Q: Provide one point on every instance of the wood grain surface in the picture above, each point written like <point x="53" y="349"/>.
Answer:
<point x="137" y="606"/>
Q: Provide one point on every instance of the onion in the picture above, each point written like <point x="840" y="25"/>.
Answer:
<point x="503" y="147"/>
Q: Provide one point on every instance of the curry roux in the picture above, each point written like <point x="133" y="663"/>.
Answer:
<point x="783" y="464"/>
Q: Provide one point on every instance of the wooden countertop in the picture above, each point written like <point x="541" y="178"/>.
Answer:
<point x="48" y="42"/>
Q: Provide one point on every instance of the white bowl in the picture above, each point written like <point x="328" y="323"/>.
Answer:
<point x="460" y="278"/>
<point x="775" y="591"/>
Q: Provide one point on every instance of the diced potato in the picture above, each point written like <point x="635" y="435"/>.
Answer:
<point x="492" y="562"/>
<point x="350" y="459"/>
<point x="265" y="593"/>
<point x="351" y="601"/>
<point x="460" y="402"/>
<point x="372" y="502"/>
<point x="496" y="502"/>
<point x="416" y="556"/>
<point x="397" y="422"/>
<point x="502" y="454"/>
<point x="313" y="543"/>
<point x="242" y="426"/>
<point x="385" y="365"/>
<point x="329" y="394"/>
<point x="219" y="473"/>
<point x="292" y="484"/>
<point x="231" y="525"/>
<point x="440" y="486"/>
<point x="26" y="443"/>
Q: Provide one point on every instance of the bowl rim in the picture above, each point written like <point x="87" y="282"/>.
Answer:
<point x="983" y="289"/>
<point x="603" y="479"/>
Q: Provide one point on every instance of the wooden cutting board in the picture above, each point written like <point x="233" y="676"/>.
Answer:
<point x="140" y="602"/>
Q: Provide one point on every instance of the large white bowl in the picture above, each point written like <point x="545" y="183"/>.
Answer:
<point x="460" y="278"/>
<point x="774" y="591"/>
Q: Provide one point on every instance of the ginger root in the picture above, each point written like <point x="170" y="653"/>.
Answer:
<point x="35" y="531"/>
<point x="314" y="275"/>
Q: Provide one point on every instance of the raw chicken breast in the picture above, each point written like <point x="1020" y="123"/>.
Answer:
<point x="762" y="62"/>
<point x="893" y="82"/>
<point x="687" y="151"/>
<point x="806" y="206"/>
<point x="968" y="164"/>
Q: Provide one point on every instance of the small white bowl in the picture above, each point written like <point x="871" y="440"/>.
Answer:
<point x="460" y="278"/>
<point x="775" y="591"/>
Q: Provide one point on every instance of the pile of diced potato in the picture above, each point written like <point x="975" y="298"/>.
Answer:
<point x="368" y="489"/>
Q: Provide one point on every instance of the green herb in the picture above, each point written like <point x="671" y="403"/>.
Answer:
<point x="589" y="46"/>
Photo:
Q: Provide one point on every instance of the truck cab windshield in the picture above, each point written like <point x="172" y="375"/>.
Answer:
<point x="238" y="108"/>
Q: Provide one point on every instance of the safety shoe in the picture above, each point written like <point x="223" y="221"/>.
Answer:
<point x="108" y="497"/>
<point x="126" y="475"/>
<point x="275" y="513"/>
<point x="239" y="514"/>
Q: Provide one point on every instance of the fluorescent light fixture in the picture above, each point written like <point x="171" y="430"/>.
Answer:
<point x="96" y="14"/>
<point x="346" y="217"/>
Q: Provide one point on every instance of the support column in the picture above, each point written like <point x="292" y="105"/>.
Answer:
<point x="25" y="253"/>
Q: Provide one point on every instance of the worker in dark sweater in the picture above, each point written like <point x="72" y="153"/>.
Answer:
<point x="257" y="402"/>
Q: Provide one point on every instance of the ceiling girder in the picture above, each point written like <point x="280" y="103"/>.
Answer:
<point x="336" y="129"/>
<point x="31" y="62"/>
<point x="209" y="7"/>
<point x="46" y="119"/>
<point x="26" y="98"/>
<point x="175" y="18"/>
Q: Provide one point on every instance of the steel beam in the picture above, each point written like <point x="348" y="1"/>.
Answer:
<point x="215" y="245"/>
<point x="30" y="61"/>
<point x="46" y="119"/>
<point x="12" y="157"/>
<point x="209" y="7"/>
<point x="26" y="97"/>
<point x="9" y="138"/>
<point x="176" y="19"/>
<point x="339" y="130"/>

● What you have to do:
All lines from the one containing "Q: Provide one point on every instance of the safety" through the final line of the listing above are to be reproduced exactly; include both and add nothing.

● Exercise output:
Q: Provide one point on every instance of the safety shoe in the picture above, each point written like <point x="223" y="221"/>.
Answer:
<point x="108" y="497"/>
<point x="126" y="475"/>
<point x="275" y="513"/>
<point x="239" y="514"/>
Q: Provide one point on every instance of the fluorescent light fixture in the picture above, each point written like <point x="171" y="430"/>.
Answer:
<point x="96" y="14"/>
<point x="346" y="217"/>
Q: Provide one point on every instance of the support column in the picture above, each point written like <point x="292" y="105"/>.
Answer:
<point x="25" y="253"/>
Q: Provide one point on every instance of the worker in dark sweater in the picture above, each point written like <point x="72" y="153"/>.
Answer:
<point x="257" y="402"/>
Q: Provide one point on every instance of the ceiling girder in the picture above, each point written like <point x="280" y="103"/>.
Answer:
<point x="336" y="129"/>
<point x="31" y="62"/>
<point x="209" y="7"/>
<point x="46" y="119"/>
<point x="26" y="98"/>
<point x="175" y="18"/>
Q: Provide one point on every instance of the steel beam in the picture above, each point written like <point x="348" y="1"/>.
Answer:
<point x="215" y="245"/>
<point x="30" y="61"/>
<point x="46" y="119"/>
<point x="12" y="157"/>
<point x="209" y="7"/>
<point x="26" y="97"/>
<point x="9" y="138"/>
<point x="176" y="19"/>
<point x="339" y="130"/>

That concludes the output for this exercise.